• **EXERCISE MATERIALS**
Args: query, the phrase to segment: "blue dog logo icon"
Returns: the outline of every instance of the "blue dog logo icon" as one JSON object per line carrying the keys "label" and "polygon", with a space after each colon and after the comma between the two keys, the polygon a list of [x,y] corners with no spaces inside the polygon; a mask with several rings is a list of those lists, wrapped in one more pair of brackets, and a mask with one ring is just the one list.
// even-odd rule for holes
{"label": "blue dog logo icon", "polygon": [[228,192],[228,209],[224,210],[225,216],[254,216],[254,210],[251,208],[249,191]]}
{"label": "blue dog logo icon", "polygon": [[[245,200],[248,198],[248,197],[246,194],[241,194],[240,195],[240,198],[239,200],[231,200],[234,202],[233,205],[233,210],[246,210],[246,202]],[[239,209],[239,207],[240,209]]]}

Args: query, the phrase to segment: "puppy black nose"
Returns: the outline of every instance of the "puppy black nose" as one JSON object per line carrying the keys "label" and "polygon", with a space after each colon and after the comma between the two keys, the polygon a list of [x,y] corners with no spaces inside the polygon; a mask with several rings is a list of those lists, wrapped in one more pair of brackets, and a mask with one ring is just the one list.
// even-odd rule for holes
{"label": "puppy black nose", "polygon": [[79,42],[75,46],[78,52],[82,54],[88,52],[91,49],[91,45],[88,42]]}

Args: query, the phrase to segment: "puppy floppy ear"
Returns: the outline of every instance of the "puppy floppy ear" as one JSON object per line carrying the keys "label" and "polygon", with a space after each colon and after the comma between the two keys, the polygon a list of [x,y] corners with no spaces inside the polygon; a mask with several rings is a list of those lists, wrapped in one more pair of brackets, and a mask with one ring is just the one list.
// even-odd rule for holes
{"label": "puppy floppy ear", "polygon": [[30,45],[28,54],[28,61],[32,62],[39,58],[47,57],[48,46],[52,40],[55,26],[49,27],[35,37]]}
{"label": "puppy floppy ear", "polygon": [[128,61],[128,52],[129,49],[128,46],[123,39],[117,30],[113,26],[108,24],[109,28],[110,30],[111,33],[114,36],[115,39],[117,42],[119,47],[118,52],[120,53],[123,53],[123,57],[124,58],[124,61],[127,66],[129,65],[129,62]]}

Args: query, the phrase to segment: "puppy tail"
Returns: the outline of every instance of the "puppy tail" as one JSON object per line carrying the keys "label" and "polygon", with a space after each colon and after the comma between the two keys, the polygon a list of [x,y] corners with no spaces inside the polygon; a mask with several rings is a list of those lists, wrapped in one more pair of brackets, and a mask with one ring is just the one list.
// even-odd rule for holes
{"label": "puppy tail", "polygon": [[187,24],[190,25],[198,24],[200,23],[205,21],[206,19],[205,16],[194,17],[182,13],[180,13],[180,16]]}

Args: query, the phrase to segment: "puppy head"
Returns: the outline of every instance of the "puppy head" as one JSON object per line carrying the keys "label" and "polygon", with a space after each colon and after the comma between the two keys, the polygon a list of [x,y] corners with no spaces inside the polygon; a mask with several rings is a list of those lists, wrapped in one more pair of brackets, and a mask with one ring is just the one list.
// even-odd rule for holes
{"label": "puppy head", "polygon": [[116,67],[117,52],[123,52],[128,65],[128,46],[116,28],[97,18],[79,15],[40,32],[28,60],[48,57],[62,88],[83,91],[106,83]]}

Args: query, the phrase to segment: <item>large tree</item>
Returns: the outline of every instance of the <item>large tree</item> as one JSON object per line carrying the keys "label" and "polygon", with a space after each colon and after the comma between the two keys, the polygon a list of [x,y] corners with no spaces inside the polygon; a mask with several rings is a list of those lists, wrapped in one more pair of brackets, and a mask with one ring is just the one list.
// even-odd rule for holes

• **EXERCISE BRIEF**
Produce a verbatim transcription of the entries above.

• **RESPONSE BELOW**
Args: query, the phrase to segment: "blue dog logo icon"
Returns: the outline of every instance of the "blue dog logo icon" as one JSON object per line carrying the keys "label" and "polygon", with a space after each colon and after the comma between the two keys, the polygon a list of [x,y] corners with no spaces inside the polygon; a mask with several rings is a list of those lists, wrapped in one more pair of brackets, and a mask with one ring is just the one list.
// even-odd rule for holes
{"label": "blue dog logo icon", "polygon": [[228,192],[228,209],[224,210],[225,216],[254,216],[254,210],[251,208],[249,191]]}
{"label": "blue dog logo icon", "polygon": [[[245,200],[248,198],[248,197],[246,194],[241,194],[240,195],[240,198],[239,200],[231,200],[234,202],[233,205],[233,210],[246,210],[246,202]],[[239,209],[239,207],[240,209]]]}

Args: query, the phrase to segment: "puppy black nose"
Returns: the outline of every instance of the "puppy black nose" as one JSON object per line carrying the keys "label" and "polygon", with a space after each colon and after the comma between the two keys, the polygon a list of [x,y] corners with no spaces inside the polygon; a mask with several rings is a list of those lists, wrapped in one more pair of brackets, and a mask with one ring is just the one list.
// even-odd rule for holes
{"label": "puppy black nose", "polygon": [[79,42],[75,46],[78,52],[82,54],[88,52],[91,49],[91,45],[88,42]]}

Args: query, the phrase to segment: "puppy floppy ear"
Returns: the outline of every instance of the "puppy floppy ear" as one JSON object per line carrying the keys "label" and "polygon", with a space after each colon and after the comma between the two keys, the polygon a list of [x,y] corners with no spaces inside the polygon; a mask with several rings is a list of those lists, wrapped in one more pair of brackets, and a mask with one ring is just the one list.
// even-odd rule for holes
{"label": "puppy floppy ear", "polygon": [[30,45],[28,54],[28,61],[32,62],[39,58],[47,57],[48,46],[52,40],[55,26],[49,27],[35,37]]}
{"label": "puppy floppy ear", "polygon": [[128,61],[128,52],[129,49],[128,46],[123,39],[117,30],[113,26],[108,24],[109,28],[110,30],[111,33],[114,36],[115,39],[117,42],[119,47],[118,52],[120,53],[123,53],[123,57],[124,58],[124,61],[127,66],[129,65],[129,62]]}

Args: query, the phrase to segment: "puppy tail"
Returns: the outline of every instance of the "puppy tail" as one JSON object per line carrying the keys "label" and "polygon", with a space after each colon and after the comma between the two keys, the polygon a list of [x,y] corners with no spaces inside the polygon; a mask with several rings is a list of those lists, wrapped in one more pair of brackets, and a mask with one ring is just the one list.
// even-odd rule for holes
{"label": "puppy tail", "polygon": [[187,24],[190,25],[198,24],[200,23],[205,21],[206,19],[205,16],[194,17],[182,13],[180,13],[180,16]]}

Args: query, the phrase to segment: "puppy head"
Returns: the outline of every instance of the "puppy head" as one JSON object per line carrying the keys "label" and "polygon", with a space after each colon and after the comma between the two keys, the polygon a list of [x,y] corners with no spaces inside the polygon; a mask with several rings is a list of those lists, wrapped in one more pair of brackets, and a mask with one ring is just the one list.
// even-odd rule for holes
{"label": "puppy head", "polygon": [[116,67],[117,52],[123,52],[128,65],[128,46],[116,28],[97,18],[79,15],[40,32],[28,60],[48,57],[62,88],[83,91],[106,83]]}

Args: query, the phrase to segment: <item>large tree</item>
Returns: the outline of every instance of the <item>large tree</item> as one JSON object per line carrying the keys "label" and "polygon", with a space after each colon and after the comma between the two keys, the polygon a list of [x,y] corners with no spaces inside the polygon; a mask with several rings is a list of those lists, wrapped in one more pair of brackets, and a mask with one ring is just the one list.
// even-odd rule for holes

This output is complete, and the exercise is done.